Belge Bölümü:
╔══

Korkusuz
Memduh Bayraktaroğlu

Suçlular ayağa kalkın, hesap verin

1995 yılının Kasım ayıydı...

Ayın kaçı olduğunu hatırlamıyorum...

İzmir’in merkezinde meydana gelen sel felâketinde:

61 yurttaşımızı kaybetmiştik...



Topluca hemen herkesin:

Mevcut ve geçmiş hükümetlerle...

Belediyeleri eleştirdiği...

Vıcık vıcık:

“Fukara Edebiyatı” yapıldığı o günün ertesi...

AKŞAM Gazetesi’ndeki köşemde:

Asıl suçluların:

Dere yatağına ev yapan:

Cahil...

Eğitimsiz...

Bencil hesapçı yurttaşlar olduğunu yazdım...



Politikacı ve bürokratların ise:

Onların suç ortakları olduklarına dikkat çektim...

Ve...

Şöyle dedim:



Belediye görevlileri, kaçak yapılmış gecekondusunu yıkmaya geldiğinde...

Alıyor iki yaşındaki çocuğunu koltuğunun altına...

Eline de bir ekmek bıçağı...

Çıkıyor çatıya...

Çocuğunun iki ayak bileğini kavrayıp baş aşağı çeviriyor...

Ve...

Diğer elindeki bıçağı sallayarak bağırıyor:

“Yıkarsanız çocuğumu keserim...”.



Keser mi?..

Keser...

Çünkü çocuk yapmak onun için zevk...

Çıkar karısının üzerine horoz gibi...

Beş dakikada Beşiktaş...

Yenisini yapar...



Ama...

Gecekondu yapmak kolay mı?..

Bi dünya para lâzım...



Ve canlarım...

Bu yazımın yayımlandığı gün...

O bölgedeki arazi işgalcisi gecekonducular...

AKŞAM’ın İzmir Bürosu’nu bastılar...



Aynı günlerde...

Ilıcak Medya Grubuna bağlı Alem Radyo’da, haber sonrası yorum da yapıyordum...

Patron Mehmet Ali Ilıcak telefon etti...

İzmir Bürosu’nun bir grup tarafından basıldığını...

╚══

Verilen Bilgiler:
╔══

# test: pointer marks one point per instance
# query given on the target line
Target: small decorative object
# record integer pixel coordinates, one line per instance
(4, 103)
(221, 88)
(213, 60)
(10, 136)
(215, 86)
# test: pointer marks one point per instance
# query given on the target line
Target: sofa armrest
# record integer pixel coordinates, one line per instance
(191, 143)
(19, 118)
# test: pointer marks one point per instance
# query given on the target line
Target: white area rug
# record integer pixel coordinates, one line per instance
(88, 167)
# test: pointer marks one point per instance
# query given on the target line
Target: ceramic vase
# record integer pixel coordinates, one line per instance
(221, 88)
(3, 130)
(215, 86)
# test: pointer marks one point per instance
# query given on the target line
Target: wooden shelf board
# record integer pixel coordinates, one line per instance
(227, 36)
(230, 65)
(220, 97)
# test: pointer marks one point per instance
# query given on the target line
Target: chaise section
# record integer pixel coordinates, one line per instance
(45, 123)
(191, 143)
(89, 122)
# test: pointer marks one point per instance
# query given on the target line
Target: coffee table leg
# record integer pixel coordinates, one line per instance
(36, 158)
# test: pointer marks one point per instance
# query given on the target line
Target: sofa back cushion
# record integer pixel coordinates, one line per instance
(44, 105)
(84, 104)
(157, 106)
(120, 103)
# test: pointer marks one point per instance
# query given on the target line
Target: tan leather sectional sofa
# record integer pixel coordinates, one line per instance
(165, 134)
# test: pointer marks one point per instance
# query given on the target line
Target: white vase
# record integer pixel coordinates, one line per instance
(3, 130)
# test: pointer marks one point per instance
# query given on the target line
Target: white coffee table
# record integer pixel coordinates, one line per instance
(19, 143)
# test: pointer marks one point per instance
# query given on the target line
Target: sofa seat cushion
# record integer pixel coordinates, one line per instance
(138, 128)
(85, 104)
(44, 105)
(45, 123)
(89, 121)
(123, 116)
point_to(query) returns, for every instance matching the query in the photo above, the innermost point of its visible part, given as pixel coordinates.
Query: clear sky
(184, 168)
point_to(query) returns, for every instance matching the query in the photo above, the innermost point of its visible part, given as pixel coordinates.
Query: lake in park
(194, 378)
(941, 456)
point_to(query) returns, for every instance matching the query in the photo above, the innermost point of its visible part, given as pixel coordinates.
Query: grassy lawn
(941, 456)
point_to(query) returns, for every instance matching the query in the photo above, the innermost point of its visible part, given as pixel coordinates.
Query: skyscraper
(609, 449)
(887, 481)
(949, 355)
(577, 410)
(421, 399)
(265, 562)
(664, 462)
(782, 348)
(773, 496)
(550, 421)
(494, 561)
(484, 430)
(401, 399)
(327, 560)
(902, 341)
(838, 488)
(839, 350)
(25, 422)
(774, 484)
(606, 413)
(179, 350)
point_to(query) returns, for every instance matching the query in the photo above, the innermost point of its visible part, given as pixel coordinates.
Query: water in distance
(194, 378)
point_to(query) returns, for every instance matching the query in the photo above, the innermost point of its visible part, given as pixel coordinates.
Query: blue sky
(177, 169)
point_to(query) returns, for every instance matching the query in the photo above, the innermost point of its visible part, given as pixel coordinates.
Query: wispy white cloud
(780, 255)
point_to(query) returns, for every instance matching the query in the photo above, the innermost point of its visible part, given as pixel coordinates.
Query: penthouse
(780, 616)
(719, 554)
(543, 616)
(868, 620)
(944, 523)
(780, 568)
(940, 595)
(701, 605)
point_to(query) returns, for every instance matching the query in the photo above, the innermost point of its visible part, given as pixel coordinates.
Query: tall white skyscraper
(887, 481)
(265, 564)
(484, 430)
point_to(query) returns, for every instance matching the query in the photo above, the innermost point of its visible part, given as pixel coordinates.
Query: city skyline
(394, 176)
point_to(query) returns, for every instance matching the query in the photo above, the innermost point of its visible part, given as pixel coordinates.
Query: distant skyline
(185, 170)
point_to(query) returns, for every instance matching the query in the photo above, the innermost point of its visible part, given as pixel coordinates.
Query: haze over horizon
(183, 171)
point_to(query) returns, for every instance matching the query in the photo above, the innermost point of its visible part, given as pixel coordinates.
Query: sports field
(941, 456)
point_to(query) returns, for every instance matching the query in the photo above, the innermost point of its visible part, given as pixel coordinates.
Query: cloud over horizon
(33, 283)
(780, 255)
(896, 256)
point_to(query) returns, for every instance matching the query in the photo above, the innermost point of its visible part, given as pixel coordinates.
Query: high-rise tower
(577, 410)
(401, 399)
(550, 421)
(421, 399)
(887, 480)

╚══

Yapılacaklar:
[1] İzmir sel felaketini anlatan köşe yazısına göre bu felakette kaç yurttaş hayatını kaybetmişti?
[2] İzmir sel felaketini anlatan köşe yazısını kaldığı yerden devam ettirin.

Görev Sonuçları:
[1] 61 yurttaş.

[2]
Gönüllerini almak için birkaç özür cümlesi kurarsam iyi olacağını söyledi...



Kırmadım Ilıcak’ı...

Birkaç özür cümlesi söyledikten sonra...

Cümlemi şöyle tamamladım:

“Bu özürüm, gerçek suçluların hazine arazisi hırsızları olduğu gerçeğinin üstünü örtmez...”.



Şimdi...

Sağcısı solcusu...

İktidarı muhalefeti hep birlikte:

İmar affı avantasını verenlere oy yağdıran:

Bencil ve cahil insan yığınlarını eleştiriyor...



Keşke bunu...

Yıllar önce yapsaydılar...

Halen sıfır


Dere yatağına gecekondu inşa eden...

Ve...

Selde hayatını kaybeden 61 kişinin de “kusurlu” olduklarını savunduğum o yazımın yayımlanmasından...

Bir hafta kadar sonra...

LDP Kurucu Genel Başkanı Besim Tibuk ve yönetim kurulumuz (Bendeniz partinin kurucu genel başkan yardımcılarındandım ve ekonomiden sorumluydum) Boğaziçi Üniversitesi’ndeydik...

Genel Başkan Tibuk; liberal demokrasi ve ekonomi üzerine konuşma yapacak...

Soruları cevaplandıracaktı...



Panelden önce öğrenci kantinine gittim...

Duvarda, AKŞAM’daki yazım vardı...

Hemen üzerine kocaman harflerle:

“Halk Düşmanı” yazılmıştı...



Hemen yanına da...

O haftanın Leman Dergisi yerleştirilmişti...

Ve bendeniz...

Dergi yönetimi tarafından:

“Haftanın G.t Lâlesi” seçilmiştim...



Tibuk’un konuşmasından sonra o manzarayı anlattım...

Gülüştük...

Ama...

Acı, acı gülüştük...

Çünkü...

Moralimiz bozulmuştu...

İşimiz çok zordu...



Liberal demokrasiyi...

Ve...

Liberal ekonomiyi...

Bu medya...

Ve...

Bu halkla birlikte kurabilme ihtimali:

Sıfırdı...



Ve halen: Sıfır...

Kısmet değil İsmet


Rauf Tamer’i, henüz ergenliğe geçiş yaşlarımda, Tercüman’da yaptığı acı bir esprisiyle tanımıştım...

Espri (Aklımda kaldığı kadarıyla) şöyleydi...



Sorgu meleği, öbür dünyaya idam edilerek gönderilen Adnan Menderes’e:

“Seni buraya kim gönderdi?” diye sorunca...

“Kısmet” demişti Menderes...

Melek:

“Hayır” diye itiraz etmişti, “Seni buraya kısmet değil, İsmet gönderdi...”.



İsmet İnönü hayattaydı...

Rauf Tamer’e telefon edip teessüflerini bildirmiş miydi; bilmiyorum...

Ama...



27 Mayıs 1960 darbesi öncesinin DP’li...

O günün AP’lisi bir ailenin henüz 13-14 yaşlarındaki fertlerinden biri olarak:

Çok gülmüştüm...

Çünkü...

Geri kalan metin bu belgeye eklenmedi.